* _Task prompt_
Produce one exact copy of the records, no pictures.

Collected data entries
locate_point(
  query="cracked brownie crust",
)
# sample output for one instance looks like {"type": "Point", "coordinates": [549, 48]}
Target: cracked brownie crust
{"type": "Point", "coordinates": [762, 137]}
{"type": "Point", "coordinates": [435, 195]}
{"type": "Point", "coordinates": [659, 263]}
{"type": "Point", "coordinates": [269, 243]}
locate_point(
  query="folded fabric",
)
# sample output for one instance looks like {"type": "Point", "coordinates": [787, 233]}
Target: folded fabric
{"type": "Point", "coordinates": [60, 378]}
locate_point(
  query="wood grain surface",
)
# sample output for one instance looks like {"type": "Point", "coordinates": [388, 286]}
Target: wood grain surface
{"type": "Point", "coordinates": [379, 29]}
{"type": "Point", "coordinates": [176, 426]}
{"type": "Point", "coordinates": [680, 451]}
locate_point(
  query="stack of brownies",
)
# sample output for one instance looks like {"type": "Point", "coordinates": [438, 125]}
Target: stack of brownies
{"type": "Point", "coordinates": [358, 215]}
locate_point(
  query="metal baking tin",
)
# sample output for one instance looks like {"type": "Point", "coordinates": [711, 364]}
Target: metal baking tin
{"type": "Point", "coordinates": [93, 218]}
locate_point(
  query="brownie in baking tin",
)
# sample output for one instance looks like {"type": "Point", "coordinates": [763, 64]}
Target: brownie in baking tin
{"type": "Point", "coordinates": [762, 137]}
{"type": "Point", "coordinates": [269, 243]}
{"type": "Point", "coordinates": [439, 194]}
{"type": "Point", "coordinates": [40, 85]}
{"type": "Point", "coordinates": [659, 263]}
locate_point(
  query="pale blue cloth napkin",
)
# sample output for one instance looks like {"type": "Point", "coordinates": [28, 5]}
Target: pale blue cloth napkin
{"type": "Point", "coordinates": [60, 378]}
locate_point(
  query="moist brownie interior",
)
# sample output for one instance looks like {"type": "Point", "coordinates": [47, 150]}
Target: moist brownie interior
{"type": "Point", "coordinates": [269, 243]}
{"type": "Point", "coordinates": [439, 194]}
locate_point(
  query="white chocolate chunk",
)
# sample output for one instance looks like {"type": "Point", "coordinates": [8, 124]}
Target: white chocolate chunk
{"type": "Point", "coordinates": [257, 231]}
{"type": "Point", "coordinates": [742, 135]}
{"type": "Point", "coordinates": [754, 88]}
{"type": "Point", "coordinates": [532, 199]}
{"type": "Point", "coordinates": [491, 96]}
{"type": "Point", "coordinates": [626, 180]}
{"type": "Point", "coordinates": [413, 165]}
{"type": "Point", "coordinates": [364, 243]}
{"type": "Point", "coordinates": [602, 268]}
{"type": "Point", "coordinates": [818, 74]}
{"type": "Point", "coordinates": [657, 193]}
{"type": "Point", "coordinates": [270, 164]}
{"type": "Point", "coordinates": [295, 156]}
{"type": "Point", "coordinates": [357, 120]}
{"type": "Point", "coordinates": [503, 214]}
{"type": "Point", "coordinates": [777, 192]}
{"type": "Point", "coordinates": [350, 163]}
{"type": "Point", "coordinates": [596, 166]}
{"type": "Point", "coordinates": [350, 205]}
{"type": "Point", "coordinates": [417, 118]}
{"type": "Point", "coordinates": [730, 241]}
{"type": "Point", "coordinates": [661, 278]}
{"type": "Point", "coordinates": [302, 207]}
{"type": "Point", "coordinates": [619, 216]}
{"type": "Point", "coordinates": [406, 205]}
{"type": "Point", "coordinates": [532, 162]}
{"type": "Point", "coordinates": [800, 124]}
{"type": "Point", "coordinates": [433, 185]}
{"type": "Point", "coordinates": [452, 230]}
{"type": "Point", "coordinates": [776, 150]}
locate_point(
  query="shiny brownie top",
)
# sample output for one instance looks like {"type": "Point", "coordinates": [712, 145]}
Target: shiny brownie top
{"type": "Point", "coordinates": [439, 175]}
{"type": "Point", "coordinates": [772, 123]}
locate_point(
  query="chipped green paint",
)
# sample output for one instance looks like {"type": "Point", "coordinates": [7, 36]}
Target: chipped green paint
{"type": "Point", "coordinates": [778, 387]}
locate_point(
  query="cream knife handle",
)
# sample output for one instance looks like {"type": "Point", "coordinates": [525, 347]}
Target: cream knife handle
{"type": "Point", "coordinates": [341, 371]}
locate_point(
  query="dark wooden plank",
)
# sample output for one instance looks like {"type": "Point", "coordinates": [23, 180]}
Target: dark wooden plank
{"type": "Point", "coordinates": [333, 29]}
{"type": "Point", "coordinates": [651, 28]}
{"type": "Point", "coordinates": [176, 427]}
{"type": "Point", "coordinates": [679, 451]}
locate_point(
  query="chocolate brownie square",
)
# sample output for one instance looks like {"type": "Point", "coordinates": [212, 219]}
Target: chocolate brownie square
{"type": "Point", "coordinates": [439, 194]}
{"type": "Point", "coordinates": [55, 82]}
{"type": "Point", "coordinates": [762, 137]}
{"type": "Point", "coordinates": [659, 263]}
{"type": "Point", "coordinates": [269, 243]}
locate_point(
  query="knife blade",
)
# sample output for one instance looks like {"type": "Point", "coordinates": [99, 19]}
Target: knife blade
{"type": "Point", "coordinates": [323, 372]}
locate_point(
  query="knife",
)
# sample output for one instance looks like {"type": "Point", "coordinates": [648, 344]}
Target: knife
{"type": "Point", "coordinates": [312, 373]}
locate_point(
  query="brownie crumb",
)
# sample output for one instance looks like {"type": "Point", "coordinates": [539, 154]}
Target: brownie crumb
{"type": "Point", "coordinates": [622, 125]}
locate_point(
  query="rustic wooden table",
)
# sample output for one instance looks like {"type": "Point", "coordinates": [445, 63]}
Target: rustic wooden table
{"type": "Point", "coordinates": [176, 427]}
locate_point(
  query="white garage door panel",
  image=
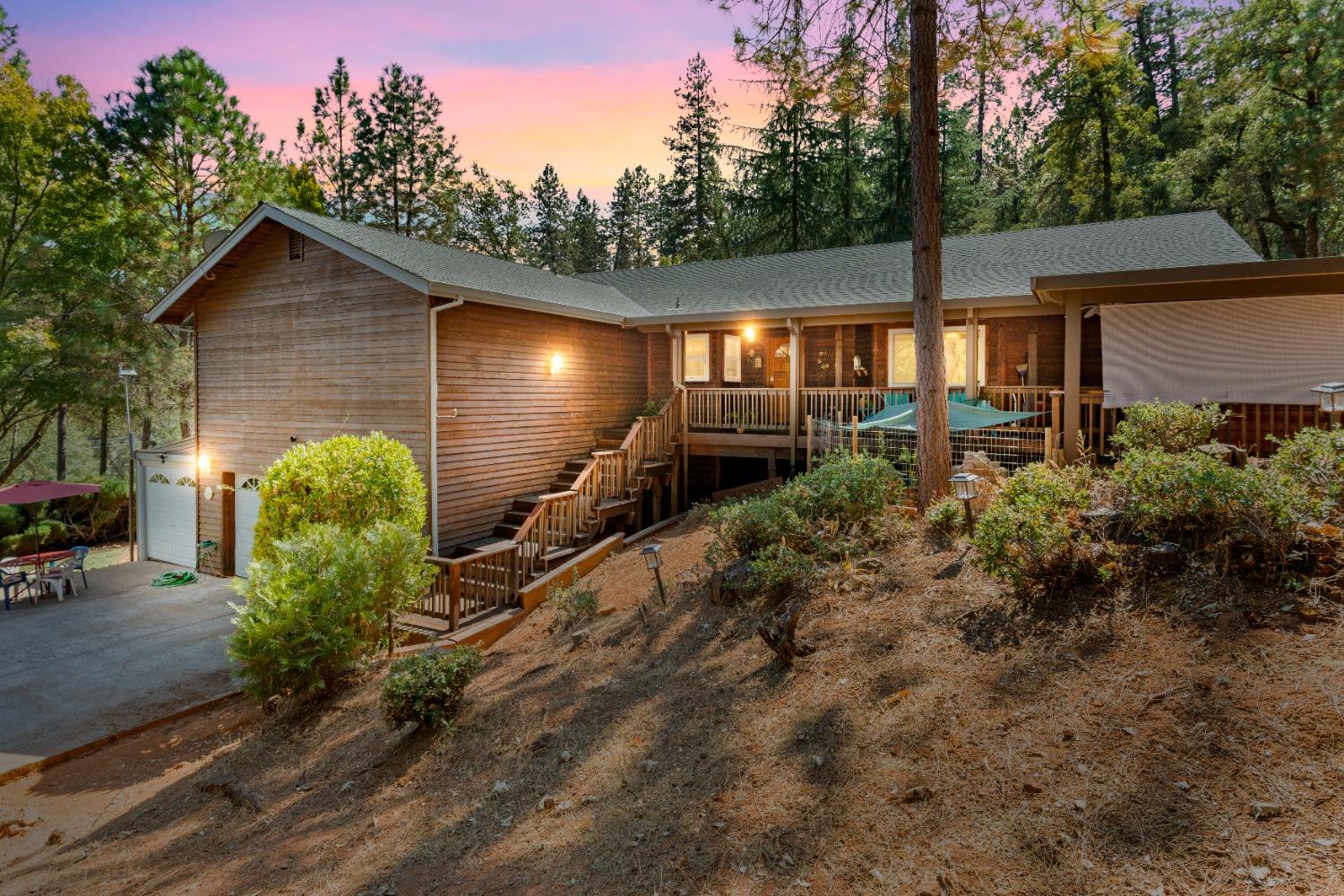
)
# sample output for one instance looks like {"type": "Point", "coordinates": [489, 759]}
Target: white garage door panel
{"type": "Point", "coordinates": [171, 512]}
{"type": "Point", "coordinates": [246, 506]}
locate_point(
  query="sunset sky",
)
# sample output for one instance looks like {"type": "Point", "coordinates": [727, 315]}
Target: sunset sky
{"type": "Point", "coordinates": [585, 85]}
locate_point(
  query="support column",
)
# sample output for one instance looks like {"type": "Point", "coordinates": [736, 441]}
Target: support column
{"type": "Point", "coordinates": [795, 379]}
{"type": "Point", "coordinates": [1073, 375]}
{"type": "Point", "coordinates": [972, 355]}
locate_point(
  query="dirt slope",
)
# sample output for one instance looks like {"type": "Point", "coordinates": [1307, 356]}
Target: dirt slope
{"type": "Point", "coordinates": [1120, 755]}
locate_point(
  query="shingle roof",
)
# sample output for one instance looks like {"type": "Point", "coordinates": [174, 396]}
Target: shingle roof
{"type": "Point", "coordinates": [983, 266]}
{"type": "Point", "coordinates": [989, 266]}
{"type": "Point", "coordinates": [460, 269]}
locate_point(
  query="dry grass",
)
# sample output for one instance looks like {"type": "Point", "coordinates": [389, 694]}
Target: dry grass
{"type": "Point", "coordinates": [1118, 753]}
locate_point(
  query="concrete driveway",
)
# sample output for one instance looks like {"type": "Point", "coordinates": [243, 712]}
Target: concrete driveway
{"type": "Point", "coordinates": [113, 657]}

* _Solution to this problem_
locate_point(
  query="cracked brownie crust",
)
# sample output for one instance looks like {"type": "Point", "coordinates": [549, 48]}
Target: cracked brownie crust
{"type": "Point", "coordinates": [762, 137]}
{"type": "Point", "coordinates": [435, 195]}
{"type": "Point", "coordinates": [659, 263]}
{"type": "Point", "coordinates": [269, 243]}
locate_point(
  query="folded fabric",
)
# sample output for one instance looks like {"type": "Point", "coordinates": [787, 233]}
Target: folded fabric
{"type": "Point", "coordinates": [60, 378]}
locate_point(
  query="wood grain surface",
)
# sample output for one instance looks like {"type": "Point", "coordinates": [388, 286]}
Target: wood grain surface
{"type": "Point", "coordinates": [379, 29]}
{"type": "Point", "coordinates": [176, 426]}
{"type": "Point", "coordinates": [680, 451]}
locate_point(
  query="stack of brownies",
)
# sample output for one instance looks like {"type": "Point", "coordinates": [438, 125]}
Target: stack of brownies
{"type": "Point", "coordinates": [358, 215]}
locate_point(
  query="metal baking tin",
)
# sample output for one instance looks like {"type": "Point", "coordinates": [711, 364]}
Target: metal baking tin
{"type": "Point", "coordinates": [93, 218]}
locate_point(
  query="brownie in baking tin",
)
# sample output for one instance looks like {"type": "Point", "coordinates": [763, 64]}
Target: brownie in baking tin
{"type": "Point", "coordinates": [762, 137]}
{"type": "Point", "coordinates": [269, 243]}
{"type": "Point", "coordinates": [439, 194]}
{"type": "Point", "coordinates": [40, 85]}
{"type": "Point", "coordinates": [659, 263]}
locate_point(
  query="pale blue cloth napkin",
)
# sample output for one instance looks like {"type": "Point", "coordinates": [28, 5]}
Target: pale blue cloth napkin
{"type": "Point", "coordinates": [60, 378]}
locate_point(
  query="moist brownie interior",
)
# sample output for one instance looks like {"type": "Point", "coordinates": [47, 150]}
Target: moist brownie interior
{"type": "Point", "coordinates": [269, 243]}
{"type": "Point", "coordinates": [439, 194]}
locate_point(
  query="white chocolate chunk",
)
# sample output for one instance looks like {"type": "Point", "coordinates": [8, 124]}
Target: white chocolate chunk
{"type": "Point", "coordinates": [257, 231]}
{"type": "Point", "coordinates": [742, 135]}
{"type": "Point", "coordinates": [754, 88]}
{"type": "Point", "coordinates": [532, 199]}
{"type": "Point", "coordinates": [491, 96]}
{"type": "Point", "coordinates": [626, 180]}
{"type": "Point", "coordinates": [413, 165]}
{"type": "Point", "coordinates": [364, 243]}
{"type": "Point", "coordinates": [602, 268]}
{"type": "Point", "coordinates": [818, 74]}
{"type": "Point", "coordinates": [657, 193]}
{"type": "Point", "coordinates": [270, 164]}
{"type": "Point", "coordinates": [295, 156]}
{"type": "Point", "coordinates": [357, 120]}
{"type": "Point", "coordinates": [503, 214]}
{"type": "Point", "coordinates": [777, 192]}
{"type": "Point", "coordinates": [350, 163]}
{"type": "Point", "coordinates": [596, 166]}
{"type": "Point", "coordinates": [350, 205]}
{"type": "Point", "coordinates": [417, 118]}
{"type": "Point", "coordinates": [730, 241]}
{"type": "Point", "coordinates": [661, 278]}
{"type": "Point", "coordinates": [302, 207]}
{"type": "Point", "coordinates": [619, 216]}
{"type": "Point", "coordinates": [406, 205]}
{"type": "Point", "coordinates": [532, 162]}
{"type": "Point", "coordinates": [800, 124]}
{"type": "Point", "coordinates": [433, 185]}
{"type": "Point", "coordinates": [452, 230]}
{"type": "Point", "coordinates": [776, 150]}
locate_point(
  query="shiny brownie top",
)
# sample output for one instance looks like {"type": "Point", "coordinates": [712, 145]}
Target: shiny brownie top
{"type": "Point", "coordinates": [439, 175]}
{"type": "Point", "coordinates": [772, 123]}
locate_point(
  query="chipped green paint",
)
# sample output for one instance looks like {"type": "Point", "coordinates": [7, 36]}
Target: chipped green paint
{"type": "Point", "coordinates": [778, 387]}
locate_point(
  query="cream knife handle",
)
# sample output for one instance looks like {"type": "Point", "coordinates": [525, 347]}
Target: cream knife handle
{"type": "Point", "coordinates": [341, 371]}
locate_point(
  query="dark wooden plank",
)
# sample output for one instance looks like {"type": "Point", "coordinates": [23, 180]}
Target: dark wooden plank
{"type": "Point", "coordinates": [333, 29]}
{"type": "Point", "coordinates": [651, 28]}
{"type": "Point", "coordinates": [176, 427]}
{"type": "Point", "coordinates": [679, 451]}
locate_point(
  query="chocolate brownie square",
)
# sample output for one instance looks like {"type": "Point", "coordinates": [212, 219]}
Target: chocolate brownie square
{"type": "Point", "coordinates": [439, 194]}
{"type": "Point", "coordinates": [55, 82]}
{"type": "Point", "coordinates": [762, 137]}
{"type": "Point", "coordinates": [659, 263]}
{"type": "Point", "coordinates": [269, 243]}
locate_point(
  query="knife blade",
)
# sample output for one instance looks like {"type": "Point", "coordinates": [99, 19]}
Target: knife blade
{"type": "Point", "coordinates": [323, 372]}
locate_point(
  query="knife",
)
# sample output for one instance looks like {"type": "Point", "coordinates": [648, 344]}
Target: knife
{"type": "Point", "coordinates": [312, 373]}
locate_point(
  query="brownie crumb",
)
# sample output for one instance looks like {"type": "Point", "coordinates": [539, 154]}
Target: brownie crumb
{"type": "Point", "coordinates": [622, 125]}
locate_point(
  query="rustic wooden table",
)
# sample output for one instance looks like {"type": "Point", "coordinates": [445, 63]}
Target: rustic wooden table
{"type": "Point", "coordinates": [176, 427]}
locate_point(
  query="white garage door panel",
  image=
)
# sample output for one instance looks like {"type": "Point", "coordinates": [489, 759]}
Target: white garage door panel
{"type": "Point", "coordinates": [171, 512]}
{"type": "Point", "coordinates": [246, 506]}
locate_point(
  query="sunset sky",
)
# sample output for one instance looks like {"type": "Point", "coordinates": [727, 315]}
Target: sunset sky
{"type": "Point", "coordinates": [585, 85]}
locate_point(
  query="support column",
)
# sample output for one instance looks like {"type": "Point", "coordinates": [736, 441]}
Target: support column
{"type": "Point", "coordinates": [795, 379]}
{"type": "Point", "coordinates": [1073, 375]}
{"type": "Point", "coordinates": [972, 355]}
locate_point(
  query="dirt slope",
)
# sample output for one instance looks like {"type": "Point", "coordinates": [1307, 356]}
Target: dirt slope
{"type": "Point", "coordinates": [1120, 755]}
locate_point(
  query="shingle roof",
)
# sample output for one instance looks like {"type": "Point", "coordinates": [174, 396]}
Target: shingle roof
{"type": "Point", "coordinates": [983, 266]}
{"type": "Point", "coordinates": [989, 266]}
{"type": "Point", "coordinates": [460, 269]}
locate_point(
  query="dry grass",
)
# sample output for one instance looks like {"type": "Point", "coordinates": [389, 694]}
Target: dry grass
{"type": "Point", "coordinates": [1118, 753]}
locate_point(
  query="concrete driveway",
)
# sample output for one instance looks like {"type": "Point", "coordinates": [243, 712]}
Target: concrete driveway
{"type": "Point", "coordinates": [113, 657]}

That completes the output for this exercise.